(YOUR GOAL) Reproduce every one of these rows verbatim, line for line.

## BEGIN EXCERPTED DATA

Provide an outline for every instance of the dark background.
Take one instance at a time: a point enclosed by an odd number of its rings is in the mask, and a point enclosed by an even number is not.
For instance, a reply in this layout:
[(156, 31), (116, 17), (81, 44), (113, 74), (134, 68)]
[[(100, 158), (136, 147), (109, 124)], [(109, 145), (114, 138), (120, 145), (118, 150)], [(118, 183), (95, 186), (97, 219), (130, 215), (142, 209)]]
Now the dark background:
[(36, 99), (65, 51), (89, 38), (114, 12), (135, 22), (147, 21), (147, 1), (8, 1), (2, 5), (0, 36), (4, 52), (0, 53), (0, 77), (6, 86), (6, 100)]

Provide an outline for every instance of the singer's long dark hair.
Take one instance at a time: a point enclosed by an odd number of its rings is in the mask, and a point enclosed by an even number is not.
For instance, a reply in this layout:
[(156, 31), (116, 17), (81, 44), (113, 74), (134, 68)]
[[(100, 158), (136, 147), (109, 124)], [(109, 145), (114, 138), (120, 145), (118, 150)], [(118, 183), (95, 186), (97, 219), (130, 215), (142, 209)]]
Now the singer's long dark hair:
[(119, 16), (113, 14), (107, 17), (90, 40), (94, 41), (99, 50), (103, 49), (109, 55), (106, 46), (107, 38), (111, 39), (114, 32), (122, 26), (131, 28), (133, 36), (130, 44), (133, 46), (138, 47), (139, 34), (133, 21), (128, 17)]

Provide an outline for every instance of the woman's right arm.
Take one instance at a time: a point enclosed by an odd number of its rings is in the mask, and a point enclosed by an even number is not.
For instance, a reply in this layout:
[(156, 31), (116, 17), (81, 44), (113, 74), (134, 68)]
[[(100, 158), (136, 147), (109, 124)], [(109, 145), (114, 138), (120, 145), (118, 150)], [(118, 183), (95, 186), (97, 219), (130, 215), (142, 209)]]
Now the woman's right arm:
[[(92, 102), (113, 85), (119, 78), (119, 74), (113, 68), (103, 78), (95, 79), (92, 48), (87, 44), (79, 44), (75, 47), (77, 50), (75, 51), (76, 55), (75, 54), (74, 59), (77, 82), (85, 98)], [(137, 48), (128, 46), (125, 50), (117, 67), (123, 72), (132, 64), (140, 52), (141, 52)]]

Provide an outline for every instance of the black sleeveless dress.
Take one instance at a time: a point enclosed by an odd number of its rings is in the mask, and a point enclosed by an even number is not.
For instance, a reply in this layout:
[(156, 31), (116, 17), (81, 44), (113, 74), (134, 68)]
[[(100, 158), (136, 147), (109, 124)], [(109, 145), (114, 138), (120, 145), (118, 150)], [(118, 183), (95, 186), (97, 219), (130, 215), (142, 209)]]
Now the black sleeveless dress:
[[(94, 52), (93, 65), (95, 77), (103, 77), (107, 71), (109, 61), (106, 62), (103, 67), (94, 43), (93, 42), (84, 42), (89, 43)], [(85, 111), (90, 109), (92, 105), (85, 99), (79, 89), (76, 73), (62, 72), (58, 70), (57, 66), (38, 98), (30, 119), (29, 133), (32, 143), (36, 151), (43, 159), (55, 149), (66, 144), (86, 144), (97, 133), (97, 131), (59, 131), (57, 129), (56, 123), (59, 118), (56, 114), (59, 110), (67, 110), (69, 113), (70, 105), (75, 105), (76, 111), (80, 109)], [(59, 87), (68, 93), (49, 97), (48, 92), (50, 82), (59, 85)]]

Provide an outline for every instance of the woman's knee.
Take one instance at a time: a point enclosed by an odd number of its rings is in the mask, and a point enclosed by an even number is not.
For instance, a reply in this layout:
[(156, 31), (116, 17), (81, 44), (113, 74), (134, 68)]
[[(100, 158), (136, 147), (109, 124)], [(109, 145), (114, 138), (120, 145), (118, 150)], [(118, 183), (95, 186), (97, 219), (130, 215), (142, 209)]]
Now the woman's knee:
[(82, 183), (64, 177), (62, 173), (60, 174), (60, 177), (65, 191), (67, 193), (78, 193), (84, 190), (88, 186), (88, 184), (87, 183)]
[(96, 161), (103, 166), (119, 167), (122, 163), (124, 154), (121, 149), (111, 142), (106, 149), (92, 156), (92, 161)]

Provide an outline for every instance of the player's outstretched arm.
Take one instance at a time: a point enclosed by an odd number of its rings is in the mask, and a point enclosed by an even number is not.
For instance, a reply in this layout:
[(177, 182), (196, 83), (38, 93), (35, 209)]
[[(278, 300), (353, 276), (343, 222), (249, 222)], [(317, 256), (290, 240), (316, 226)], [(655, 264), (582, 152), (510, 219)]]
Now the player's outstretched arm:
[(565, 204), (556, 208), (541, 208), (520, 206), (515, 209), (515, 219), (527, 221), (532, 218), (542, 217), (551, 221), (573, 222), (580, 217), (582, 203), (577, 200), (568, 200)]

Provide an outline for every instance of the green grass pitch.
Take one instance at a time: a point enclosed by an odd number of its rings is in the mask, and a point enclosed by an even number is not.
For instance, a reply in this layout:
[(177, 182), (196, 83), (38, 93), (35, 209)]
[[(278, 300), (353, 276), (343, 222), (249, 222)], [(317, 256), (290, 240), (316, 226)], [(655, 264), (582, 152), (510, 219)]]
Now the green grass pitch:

## END EXCERPTED DATA

(EXERCISE RESULT)
Provide an outline for every instance of the dark background.
Take one instance at a time: a point enclosed by an odd number of its rings is in the mask, and a point enclosed by an even number is not.
For instance, a reply in this layout:
[(156, 31), (116, 17), (81, 44), (113, 74), (134, 68)]
[[(100, 158), (136, 147), (109, 124)], [(109, 145), (114, 138), (120, 145), (118, 150)], [(118, 183), (95, 186), (97, 219), (130, 215), (142, 209)]]
Now the dark background:
[(36, 99), (65, 51), (89, 38), (114, 12), (135, 22), (147, 21), (147, 1), (8, 1), (2, 5), (0, 36), (4, 52), (0, 53), (0, 77), (6, 86), (6, 100)]

Provide an outline for every instance of the singer's long dark hair.
Take one instance at a time: a point enclosed by an odd number of its rings is in the mask, and a point enclosed by an even number is not.
For instance, a reply in this layout:
[(156, 31), (116, 17), (81, 44), (113, 74), (134, 68)]
[[(100, 158), (136, 147), (109, 124)], [(109, 145), (114, 138), (120, 145), (118, 150)], [(118, 183), (95, 186), (97, 219), (130, 215), (142, 209)]]
Now the singer's long dark hair:
[(119, 16), (113, 14), (107, 17), (90, 40), (94, 41), (99, 50), (103, 49), (109, 55), (106, 46), (107, 38), (111, 39), (114, 32), (122, 26), (131, 28), (133, 36), (130, 44), (133, 46), (138, 47), (139, 34), (133, 21), (128, 17)]

Provide an outline for every instance of the woman's right arm.
Take one instance at a time: a point enclosed by an odd number of its rings is in the mask, and a point enclosed by an even number is not.
For instance, a reply in this layout:
[(156, 31), (116, 17), (81, 44), (113, 74), (134, 68)]
[[(100, 158), (136, 147), (109, 124)], [(109, 145), (114, 138), (120, 145), (118, 150)], [(118, 183), (95, 186), (97, 219), (130, 215), (142, 209)]]
Now the woman's right arm:
[[(92, 102), (113, 85), (119, 78), (119, 74), (113, 68), (103, 78), (95, 79), (92, 48), (87, 44), (79, 44), (75, 47), (77, 50), (75, 51), (76, 55), (75, 54), (74, 59), (77, 82), (85, 98)], [(137, 48), (128, 46), (125, 50), (117, 67), (123, 72), (132, 64), (140, 52), (141, 52)]]

Provide an outline for every instance of the black sleeveless dress.
Take one instance at a time: a point enclosed by an odd number of its rings is in the mask, and a point enclosed by an even number is not.
For instance, a reply in this layout:
[(156, 31), (116, 17), (81, 44), (113, 74), (134, 68)]
[[(100, 158), (136, 147), (109, 124)], [(109, 145), (114, 138), (120, 145), (118, 150)], [(118, 183), (95, 186), (97, 219), (130, 215), (142, 209)]]
Now the black sleeveless dress:
[[(94, 52), (93, 65), (95, 77), (103, 77), (107, 71), (109, 61), (106, 62), (103, 67), (94, 43), (93, 42), (84, 42), (89, 43)], [(85, 111), (90, 109), (92, 105), (85, 99), (79, 89), (76, 73), (62, 72), (58, 70), (57, 66), (38, 98), (30, 119), (29, 133), (32, 143), (36, 151), (43, 159), (55, 149), (66, 144), (86, 144), (97, 133), (97, 131), (59, 131), (57, 129), (56, 123), (59, 118), (56, 114), (59, 110), (67, 110), (69, 113), (70, 105), (75, 105), (76, 111), (80, 109)], [(59, 87), (68, 93), (49, 97), (48, 92), (50, 82), (59, 85)]]

Provide an outline for every instance of the woman's knee.
Take one instance at a time: a point enclosed by an odd number of its rings is in the mask, and a point enclosed by an even number is not.
For instance, a reply in this layout:
[(156, 31), (116, 17), (81, 44), (113, 74), (134, 68)]
[[(100, 158), (136, 147), (109, 124)], [(109, 145), (114, 138), (120, 145), (118, 150)], [(118, 183), (95, 186), (97, 219), (130, 215), (142, 209)]]
Now the woman's knee:
[(82, 183), (64, 177), (62, 173), (60, 174), (60, 177), (65, 191), (67, 193), (78, 193), (84, 190), (88, 186), (88, 184), (87, 183)]
[(96, 161), (103, 166), (119, 167), (122, 163), (124, 154), (121, 149), (111, 142), (106, 149), (92, 156), (92, 161)]

Provide an outline for every instance of the player's outstretched arm.
Take one instance at a time: a point enclosed by an odd number of its rings is in the mask, and a point enclosed by an even number is not.
For instance, a reply in this layout:
[(177, 182), (196, 83), (38, 93), (35, 209)]
[[(278, 300), (353, 276), (343, 222), (249, 222)], [(317, 256), (290, 240), (316, 226)], [(655, 264), (582, 152), (510, 219)]]
Now the player's outstretched arm:
[(565, 204), (556, 208), (541, 208), (520, 206), (515, 209), (515, 219), (527, 221), (532, 218), (542, 217), (551, 221), (573, 222), (580, 217), (582, 203), (577, 200), (568, 200)]

Provide an outline for every instance of the green grass pitch.
Take one instance at a time: a point enclosed by an odd number of its rings is in the mask, and a point enclosed by an even number is not.
For instance, a reply in this layout:
[(177, 182), (196, 83), (38, 93), (35, 209)]
[[(278, 300), (353, 276), (343, 222), (249, 222)], [(317, 256), (290, 240), (316, 226)], [(655, 264), (582, 152), (510, 219)]]
Now the green grass pitch:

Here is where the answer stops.